WHAT THE EXERCISE ASKS: Each line below containing the word "window" needs to be shown.
(SOURCE DATA begins)
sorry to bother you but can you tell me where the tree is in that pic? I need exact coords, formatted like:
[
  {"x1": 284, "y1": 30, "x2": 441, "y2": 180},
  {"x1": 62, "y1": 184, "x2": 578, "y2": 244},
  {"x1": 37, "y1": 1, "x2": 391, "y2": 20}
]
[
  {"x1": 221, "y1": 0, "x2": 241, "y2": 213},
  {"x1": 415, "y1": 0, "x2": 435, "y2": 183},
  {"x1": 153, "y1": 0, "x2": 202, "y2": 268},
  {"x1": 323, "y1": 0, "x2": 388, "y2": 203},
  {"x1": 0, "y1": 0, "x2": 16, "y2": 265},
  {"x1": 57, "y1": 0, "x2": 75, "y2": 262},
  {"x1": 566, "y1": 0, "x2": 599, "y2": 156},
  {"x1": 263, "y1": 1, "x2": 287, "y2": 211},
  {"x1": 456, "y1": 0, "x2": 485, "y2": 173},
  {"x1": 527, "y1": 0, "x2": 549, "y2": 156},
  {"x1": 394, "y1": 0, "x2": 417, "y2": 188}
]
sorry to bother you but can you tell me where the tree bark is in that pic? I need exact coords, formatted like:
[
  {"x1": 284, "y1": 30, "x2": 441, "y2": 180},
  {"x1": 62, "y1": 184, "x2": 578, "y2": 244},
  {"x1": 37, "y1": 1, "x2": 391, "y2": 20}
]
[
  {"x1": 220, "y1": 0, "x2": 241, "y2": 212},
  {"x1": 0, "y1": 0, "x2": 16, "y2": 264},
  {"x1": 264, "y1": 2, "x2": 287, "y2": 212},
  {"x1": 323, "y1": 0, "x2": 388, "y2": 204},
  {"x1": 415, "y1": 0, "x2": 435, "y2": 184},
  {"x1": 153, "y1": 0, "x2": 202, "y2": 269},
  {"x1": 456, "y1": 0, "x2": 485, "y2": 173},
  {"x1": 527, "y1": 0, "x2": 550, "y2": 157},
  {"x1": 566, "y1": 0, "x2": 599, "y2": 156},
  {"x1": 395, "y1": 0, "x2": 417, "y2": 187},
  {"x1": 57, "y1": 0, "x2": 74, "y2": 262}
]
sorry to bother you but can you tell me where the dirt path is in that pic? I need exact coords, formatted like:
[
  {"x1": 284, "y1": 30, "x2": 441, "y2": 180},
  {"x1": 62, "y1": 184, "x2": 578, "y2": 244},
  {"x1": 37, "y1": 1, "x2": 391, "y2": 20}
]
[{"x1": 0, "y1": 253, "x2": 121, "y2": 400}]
(SOURCE DATA ends)
(SOURCE DATA begins)
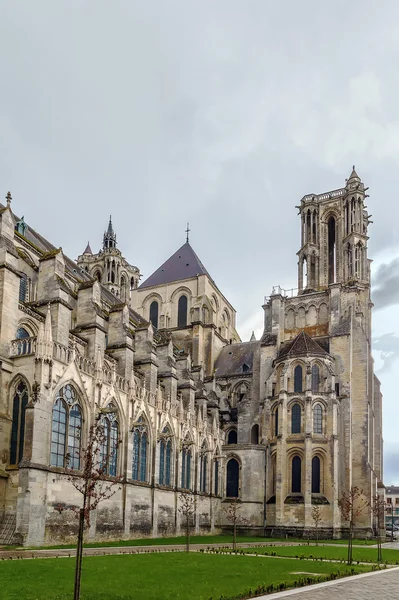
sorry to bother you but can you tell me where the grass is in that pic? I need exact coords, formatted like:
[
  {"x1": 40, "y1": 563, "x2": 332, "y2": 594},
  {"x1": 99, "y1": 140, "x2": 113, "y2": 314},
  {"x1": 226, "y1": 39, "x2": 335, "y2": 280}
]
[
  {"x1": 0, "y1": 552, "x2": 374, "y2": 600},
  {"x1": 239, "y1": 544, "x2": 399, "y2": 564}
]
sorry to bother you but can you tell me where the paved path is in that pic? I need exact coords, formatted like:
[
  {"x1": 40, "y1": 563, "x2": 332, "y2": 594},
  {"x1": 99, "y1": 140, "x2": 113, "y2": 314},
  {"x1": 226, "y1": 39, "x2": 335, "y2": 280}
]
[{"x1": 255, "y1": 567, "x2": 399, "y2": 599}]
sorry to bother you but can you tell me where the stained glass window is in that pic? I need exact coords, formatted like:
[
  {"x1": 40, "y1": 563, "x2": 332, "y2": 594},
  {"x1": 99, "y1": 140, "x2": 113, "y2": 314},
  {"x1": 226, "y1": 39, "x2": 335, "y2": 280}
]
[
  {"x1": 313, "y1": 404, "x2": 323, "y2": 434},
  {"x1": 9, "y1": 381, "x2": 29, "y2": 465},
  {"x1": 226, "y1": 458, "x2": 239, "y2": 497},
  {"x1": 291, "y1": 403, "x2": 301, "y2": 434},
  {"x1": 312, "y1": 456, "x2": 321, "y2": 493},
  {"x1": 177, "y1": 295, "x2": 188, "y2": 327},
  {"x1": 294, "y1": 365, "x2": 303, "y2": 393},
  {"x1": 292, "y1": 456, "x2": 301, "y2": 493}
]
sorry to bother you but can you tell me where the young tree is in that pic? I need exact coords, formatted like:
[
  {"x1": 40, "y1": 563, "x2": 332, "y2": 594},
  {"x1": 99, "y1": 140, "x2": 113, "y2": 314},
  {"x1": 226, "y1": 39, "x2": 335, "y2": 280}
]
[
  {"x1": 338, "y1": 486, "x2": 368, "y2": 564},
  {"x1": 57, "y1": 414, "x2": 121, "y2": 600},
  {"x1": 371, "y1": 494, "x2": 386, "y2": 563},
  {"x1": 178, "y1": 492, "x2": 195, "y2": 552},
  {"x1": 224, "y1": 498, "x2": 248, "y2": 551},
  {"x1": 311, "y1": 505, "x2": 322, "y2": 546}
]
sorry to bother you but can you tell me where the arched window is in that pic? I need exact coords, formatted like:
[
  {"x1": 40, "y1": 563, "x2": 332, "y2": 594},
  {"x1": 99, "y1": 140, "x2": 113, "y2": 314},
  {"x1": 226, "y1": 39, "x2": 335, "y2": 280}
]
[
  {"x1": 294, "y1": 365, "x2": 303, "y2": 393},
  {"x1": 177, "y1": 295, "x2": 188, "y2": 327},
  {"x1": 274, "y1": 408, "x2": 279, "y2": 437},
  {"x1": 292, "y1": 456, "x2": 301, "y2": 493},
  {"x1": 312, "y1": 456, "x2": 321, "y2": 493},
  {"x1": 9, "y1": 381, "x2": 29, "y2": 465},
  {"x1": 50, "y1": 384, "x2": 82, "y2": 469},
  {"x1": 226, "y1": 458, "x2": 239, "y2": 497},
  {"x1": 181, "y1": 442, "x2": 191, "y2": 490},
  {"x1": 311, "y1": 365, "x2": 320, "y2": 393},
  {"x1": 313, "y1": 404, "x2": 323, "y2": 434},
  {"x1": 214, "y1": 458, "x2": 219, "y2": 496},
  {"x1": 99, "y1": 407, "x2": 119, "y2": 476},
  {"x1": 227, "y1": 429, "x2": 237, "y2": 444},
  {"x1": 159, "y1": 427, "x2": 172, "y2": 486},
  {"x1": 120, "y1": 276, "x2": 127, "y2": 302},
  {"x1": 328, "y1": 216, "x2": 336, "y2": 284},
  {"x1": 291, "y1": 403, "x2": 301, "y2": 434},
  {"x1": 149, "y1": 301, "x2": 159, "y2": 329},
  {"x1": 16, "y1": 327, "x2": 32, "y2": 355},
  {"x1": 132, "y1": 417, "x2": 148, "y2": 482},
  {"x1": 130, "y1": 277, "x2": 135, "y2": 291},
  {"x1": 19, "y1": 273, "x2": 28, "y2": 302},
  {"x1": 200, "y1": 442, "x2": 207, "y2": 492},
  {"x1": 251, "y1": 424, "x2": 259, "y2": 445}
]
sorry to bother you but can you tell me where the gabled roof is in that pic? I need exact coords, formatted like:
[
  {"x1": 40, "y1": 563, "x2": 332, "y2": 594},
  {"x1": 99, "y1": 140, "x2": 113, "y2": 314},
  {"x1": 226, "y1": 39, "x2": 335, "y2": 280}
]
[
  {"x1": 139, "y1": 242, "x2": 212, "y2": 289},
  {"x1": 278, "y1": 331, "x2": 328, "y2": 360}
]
(SOURCE DATA ends)
ANSWER TO THIS TASK:
sorry to bother you but can you tell me where the stained glass window is in that pic? I need exact coords, formatted like:
sorry to bother you but can you tell me where the arched window is in that pic? I need exact coords, formatted like:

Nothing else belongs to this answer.